* _WORUM ES GEHT_
Was liebt Andrea laut dem Textauszug? Nenne alles, was dort aufgezählt wird.

* _TEXTAUSZUG_

================

Das Wort zum MUTwoch (143): Aschenputtel

Sie heißt nicht Andrea. Aber ich nenne sie so. Damit es nicht noch schwerer wird für sie.

Andrea ist das, was man eine treue Seele nennt. Das ist sie – so ganz und gar und ohne jede Einschränkung. Davon sollte ihr Mann ein Loblied singen. Und er wüsste ganz genau, warum.

Treu, aufmerksam, fröhlich, engagiert, hilfsbereit, aufopfernd. Menschen, Kinder, Tiere, Blumen liebend. All das ist Andrea. Auch jenseits eigener vier Wände.

Seit über zwei Jahrzehnten arbeitet sie für einen Lebensmittel-Discounter. Hat ganz klein angefangen, um am Ende doch nicht groß heraus zu kommen.

Gut. Sie ist heute Filialleiterin. Auch wenn das bei diesem Discounter nicht so heißt, in keinem Arbeitsvertrag so steht, erst recht nicht so bezahlt wird.

Nein; sie klagt nicht: Die 100 Euro netto im Monat, die sie heute mehr hat, die sind ein schöner Spargroschen. Für den Urlaub: Einmal im Jahr, da wird sie nämlich übermütig und will die Welt zu ihren Füßen haben. Den Sand zwischen den Zehen spüren, den Wind im Haar und eiskalten Rosé auf den Lippen.

Aber sonst ist sie immer da. Für jeden und alles. Vor allem aber für „ihren“ Laden. Die kleine Frau mit dem großen Herzen hat ihn nicht nur an der Backe. Sie hat ihn auch im Griff.

Tunnelt Papierberge. Macht, dass bärbeißige Lieferanten Charmebolzen werden. Wischt die süße Sauerei vom geplatzten Joghurt-Nachtisch weg. Räumt rasend schnell leere Regale voll. Wuchtet dafür schwere Verpackungen durch die Gänge – und lächelt fröhlich die Kunden an. Merkt erst am Abend, auf der Couch, dass sie den Rücken nicht krumm noch gerade machen kann, die Füße müde und die Hände aufgeschunden sind.

Hüpft trotzdem am nächsten Morgen um halb fünf aus dem Bett. Ist die erste vor Ort und die letzte auch. Springt sofort ein, wenn eines ihrer Mädels daheim bleiben muss, weil der Kindergartenkrümel kränkelt. Tröstet, wenn deren Kerle freidrehen. Mal wieder das eh schon knappe Geld in Sixpacks investieren. Oder ganz die Kurve kratzen.

================

* _DATENZEILEN_

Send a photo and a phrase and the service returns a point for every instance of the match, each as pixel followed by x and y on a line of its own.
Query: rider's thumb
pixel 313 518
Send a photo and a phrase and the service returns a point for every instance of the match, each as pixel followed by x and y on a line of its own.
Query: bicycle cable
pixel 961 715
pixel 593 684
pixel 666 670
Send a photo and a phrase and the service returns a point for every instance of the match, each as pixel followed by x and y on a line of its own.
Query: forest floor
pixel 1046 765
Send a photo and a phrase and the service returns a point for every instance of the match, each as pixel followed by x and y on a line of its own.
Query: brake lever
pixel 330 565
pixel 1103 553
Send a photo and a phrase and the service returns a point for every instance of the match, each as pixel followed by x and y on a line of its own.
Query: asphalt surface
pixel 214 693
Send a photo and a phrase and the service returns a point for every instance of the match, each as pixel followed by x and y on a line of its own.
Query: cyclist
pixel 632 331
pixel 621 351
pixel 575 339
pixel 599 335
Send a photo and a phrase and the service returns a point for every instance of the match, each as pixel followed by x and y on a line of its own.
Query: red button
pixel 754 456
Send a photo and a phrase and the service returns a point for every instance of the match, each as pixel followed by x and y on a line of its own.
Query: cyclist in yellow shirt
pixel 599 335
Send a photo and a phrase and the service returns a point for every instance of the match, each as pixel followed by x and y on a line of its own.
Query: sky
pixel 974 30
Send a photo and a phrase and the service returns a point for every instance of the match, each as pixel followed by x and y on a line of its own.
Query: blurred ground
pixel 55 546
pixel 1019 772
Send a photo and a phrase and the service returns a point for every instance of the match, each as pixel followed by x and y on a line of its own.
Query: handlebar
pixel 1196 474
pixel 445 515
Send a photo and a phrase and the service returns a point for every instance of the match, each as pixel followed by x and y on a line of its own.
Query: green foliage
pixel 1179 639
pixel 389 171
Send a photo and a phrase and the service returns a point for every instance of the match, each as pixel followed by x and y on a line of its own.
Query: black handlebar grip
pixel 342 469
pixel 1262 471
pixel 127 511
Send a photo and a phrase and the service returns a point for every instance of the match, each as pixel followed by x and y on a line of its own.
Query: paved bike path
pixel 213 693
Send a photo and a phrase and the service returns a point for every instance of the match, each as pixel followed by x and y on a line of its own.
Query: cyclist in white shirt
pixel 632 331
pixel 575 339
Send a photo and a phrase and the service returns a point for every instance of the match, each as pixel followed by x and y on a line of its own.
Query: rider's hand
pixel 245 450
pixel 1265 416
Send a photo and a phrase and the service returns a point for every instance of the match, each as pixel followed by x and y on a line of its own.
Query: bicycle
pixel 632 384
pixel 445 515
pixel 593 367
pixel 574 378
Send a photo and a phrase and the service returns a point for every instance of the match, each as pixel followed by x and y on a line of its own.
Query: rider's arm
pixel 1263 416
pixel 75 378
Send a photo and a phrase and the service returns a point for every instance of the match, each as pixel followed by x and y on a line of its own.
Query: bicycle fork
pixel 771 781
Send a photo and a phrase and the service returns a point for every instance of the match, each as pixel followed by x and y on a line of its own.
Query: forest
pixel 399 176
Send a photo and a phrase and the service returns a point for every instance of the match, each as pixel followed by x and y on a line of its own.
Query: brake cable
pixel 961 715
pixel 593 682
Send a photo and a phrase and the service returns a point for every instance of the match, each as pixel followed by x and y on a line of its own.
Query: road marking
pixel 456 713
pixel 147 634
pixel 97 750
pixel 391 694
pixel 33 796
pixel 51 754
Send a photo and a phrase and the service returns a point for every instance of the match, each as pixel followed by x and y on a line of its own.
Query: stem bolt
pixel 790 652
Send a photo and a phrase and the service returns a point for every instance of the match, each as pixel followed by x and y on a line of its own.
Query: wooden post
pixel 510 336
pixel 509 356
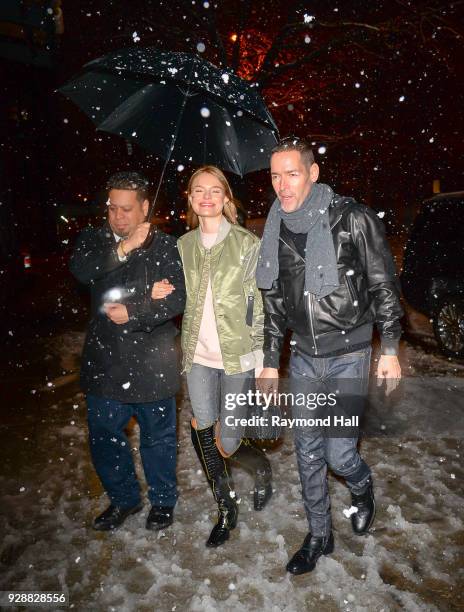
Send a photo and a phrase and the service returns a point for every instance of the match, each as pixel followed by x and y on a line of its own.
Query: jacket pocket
pixel 353 293
pixel 249 313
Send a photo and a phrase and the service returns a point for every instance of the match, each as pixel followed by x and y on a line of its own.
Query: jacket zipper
pixel 308 302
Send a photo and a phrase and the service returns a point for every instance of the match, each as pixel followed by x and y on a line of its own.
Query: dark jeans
pixel 112 455
pixel 315 451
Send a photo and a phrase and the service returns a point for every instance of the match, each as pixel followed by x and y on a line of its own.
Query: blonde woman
pixel 222 336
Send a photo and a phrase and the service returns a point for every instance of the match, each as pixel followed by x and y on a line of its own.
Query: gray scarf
pixel 321 276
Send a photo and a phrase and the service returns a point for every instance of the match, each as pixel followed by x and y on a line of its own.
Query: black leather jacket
pixel 342 321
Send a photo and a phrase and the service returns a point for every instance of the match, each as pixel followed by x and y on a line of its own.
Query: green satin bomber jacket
pixel 238 307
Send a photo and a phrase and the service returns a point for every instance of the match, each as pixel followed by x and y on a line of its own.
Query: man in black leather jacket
pixel 327 274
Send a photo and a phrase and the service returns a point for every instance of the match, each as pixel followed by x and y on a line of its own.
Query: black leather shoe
pixel 114 516
pixel 160 517
pixel 305 559
pixel 227 520
pixel 362 520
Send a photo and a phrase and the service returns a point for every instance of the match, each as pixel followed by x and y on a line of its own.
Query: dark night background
pixel 378 87
pixel 379 84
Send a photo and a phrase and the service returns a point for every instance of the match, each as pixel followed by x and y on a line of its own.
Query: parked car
pixel 433 268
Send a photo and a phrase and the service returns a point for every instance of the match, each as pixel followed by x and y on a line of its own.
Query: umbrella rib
pixel 171 148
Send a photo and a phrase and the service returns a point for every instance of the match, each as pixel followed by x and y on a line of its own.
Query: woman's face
pixel 207 196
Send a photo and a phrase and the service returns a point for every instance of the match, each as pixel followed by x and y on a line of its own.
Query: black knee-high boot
pixel 254 460
pixel 215 469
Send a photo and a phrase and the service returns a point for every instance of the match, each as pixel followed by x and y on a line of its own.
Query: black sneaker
pixel 160 517
pixel 305 559
pixel 362 520
pixel 114 516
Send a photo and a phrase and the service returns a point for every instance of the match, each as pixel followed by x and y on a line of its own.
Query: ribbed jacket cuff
pixel 389 346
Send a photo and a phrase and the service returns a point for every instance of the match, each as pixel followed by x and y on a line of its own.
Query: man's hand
pixel 162 289
pixel 268 381
pixel 389 369
pixel 116 313
pixel 136 238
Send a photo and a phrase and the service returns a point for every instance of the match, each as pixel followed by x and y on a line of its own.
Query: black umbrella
pixel 177 105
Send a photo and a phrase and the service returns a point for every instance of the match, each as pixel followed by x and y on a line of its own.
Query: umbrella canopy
pixel 177 105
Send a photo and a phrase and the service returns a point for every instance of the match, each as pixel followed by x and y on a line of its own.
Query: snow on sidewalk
pixel 410 561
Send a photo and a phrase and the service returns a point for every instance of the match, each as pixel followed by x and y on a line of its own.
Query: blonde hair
pixel 230 208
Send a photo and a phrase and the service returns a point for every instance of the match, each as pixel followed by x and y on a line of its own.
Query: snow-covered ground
pixel 412 560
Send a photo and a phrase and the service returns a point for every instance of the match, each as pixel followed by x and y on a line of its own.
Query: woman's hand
pixel 162 289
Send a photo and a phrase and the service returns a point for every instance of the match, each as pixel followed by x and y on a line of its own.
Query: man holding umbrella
pixel 129 364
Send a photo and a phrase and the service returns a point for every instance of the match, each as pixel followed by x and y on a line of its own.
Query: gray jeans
pixel 213 395
pixel 314 451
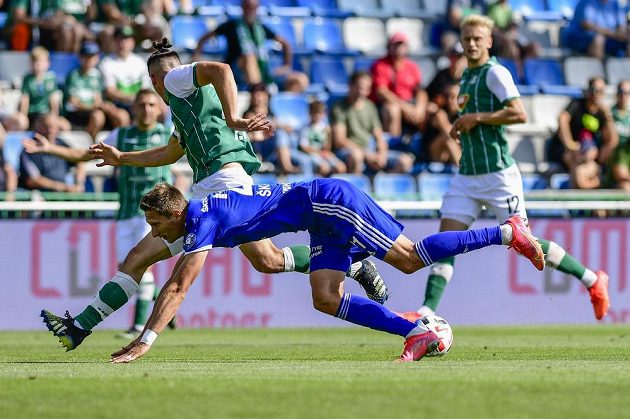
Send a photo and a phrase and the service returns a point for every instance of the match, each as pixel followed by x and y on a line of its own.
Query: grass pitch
pixel 491 372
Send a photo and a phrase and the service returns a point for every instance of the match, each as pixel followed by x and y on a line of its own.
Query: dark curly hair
pixel 162 51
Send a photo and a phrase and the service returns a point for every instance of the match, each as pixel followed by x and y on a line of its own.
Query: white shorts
pixel 501 192
pixel 128 233
pixel 229 178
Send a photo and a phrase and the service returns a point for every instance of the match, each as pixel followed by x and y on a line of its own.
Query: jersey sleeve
pixel 500 82
pixel 180 81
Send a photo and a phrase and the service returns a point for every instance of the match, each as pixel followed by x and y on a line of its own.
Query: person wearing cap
pixel 396 88
pixel 124 72
pixel 83 99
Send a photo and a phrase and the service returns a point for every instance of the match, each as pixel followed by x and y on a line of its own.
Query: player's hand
pixel 258 122
pixel 135 351
pixel 38 144
pixel 110 155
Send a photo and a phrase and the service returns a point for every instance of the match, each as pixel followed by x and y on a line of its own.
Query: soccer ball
pixel 440 327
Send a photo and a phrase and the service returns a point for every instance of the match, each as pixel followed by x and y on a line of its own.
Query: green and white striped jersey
pixel 485 89
pixel 201 128
pixel 134 182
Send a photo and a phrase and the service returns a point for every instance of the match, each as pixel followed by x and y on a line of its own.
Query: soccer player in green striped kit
pixel 202 97
pixel 133 183
pixel 488 174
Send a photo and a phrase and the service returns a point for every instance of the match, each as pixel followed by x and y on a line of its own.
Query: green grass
pixel 540 372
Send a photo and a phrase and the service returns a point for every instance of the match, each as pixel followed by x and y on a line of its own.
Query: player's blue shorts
pixel 348 226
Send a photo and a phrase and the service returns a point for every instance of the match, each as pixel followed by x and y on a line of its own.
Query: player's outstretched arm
pixel 221 77
pixel 41 144
pixel 158 156
pixel 167 304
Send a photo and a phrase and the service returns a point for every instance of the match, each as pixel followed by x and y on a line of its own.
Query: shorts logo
pixel 316 251
pixel 189 240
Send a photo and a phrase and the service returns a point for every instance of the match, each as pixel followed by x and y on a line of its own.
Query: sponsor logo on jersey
pixel 189 240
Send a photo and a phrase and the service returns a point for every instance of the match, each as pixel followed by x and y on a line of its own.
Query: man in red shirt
pixel 396 88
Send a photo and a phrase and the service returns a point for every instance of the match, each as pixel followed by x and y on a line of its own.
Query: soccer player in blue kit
pixel 345 225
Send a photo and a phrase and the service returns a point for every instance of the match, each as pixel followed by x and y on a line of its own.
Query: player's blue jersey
pixel 344 222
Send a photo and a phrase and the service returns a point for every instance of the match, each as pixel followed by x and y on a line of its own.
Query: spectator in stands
pixel 598 27
pixel 396 88
pixel 145 18
pixel 83 100
pixel 45 172
pixel 619 165
pixel 280 148
pixel 437 145
pixel 8 178
pixel 248 53
pixel 39 90
pixel 316 141
pixel 124 72
pixel 586 136
pixel 357 134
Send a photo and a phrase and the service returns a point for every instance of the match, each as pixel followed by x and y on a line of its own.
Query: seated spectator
pixel 598 27
pixel 279 148
pixel 396 88
pixel 316 141
pixel 83 100
pixel 124 72
pixel 45 172
pixel 39 90
pixel 586 137
pixel 8 178
pixel 357 134
pixel 619 164
pixel 248 53
pixel 437 144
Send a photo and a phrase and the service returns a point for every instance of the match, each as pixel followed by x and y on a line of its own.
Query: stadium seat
pixel 324 8
pixel 433 186
pixel 533 182
pixel 188 29
pixel 427 69
pixel 324 35
pixel 61 63
pixel 365 35
pixel 411 27
pixel 578 70
pixel 329 72
pixel 12 147
pixel 290 108
pixel 360 181
pixel 617 69
pixel 364 8
pixel 395 187
pixel 560 181
pixel 13 66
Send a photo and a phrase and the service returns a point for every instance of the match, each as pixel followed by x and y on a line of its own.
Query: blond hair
pixel 39 53
pixel 164 199
pixel 477 20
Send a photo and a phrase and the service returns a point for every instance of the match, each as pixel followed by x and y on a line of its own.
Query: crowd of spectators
pixel 386 121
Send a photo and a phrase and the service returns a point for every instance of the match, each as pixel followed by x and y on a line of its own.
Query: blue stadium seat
pixel 360 181
pixel 324 8
pixel 188 29
pixel 560 181
pixel 533 182
pixel 61 63
pixel 330 72
pixel 433 186
pixel 395 187
pixel 290 108
pixel 13 147
pixel 323 35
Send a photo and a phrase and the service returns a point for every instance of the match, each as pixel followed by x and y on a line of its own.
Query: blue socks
pixel 365 312
pixel 450 243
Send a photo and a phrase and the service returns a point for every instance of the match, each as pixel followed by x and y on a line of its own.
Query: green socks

================

* _SCHRIFTLICHE ANTWORT_
Menschen, Kinder, Tiere, Blumen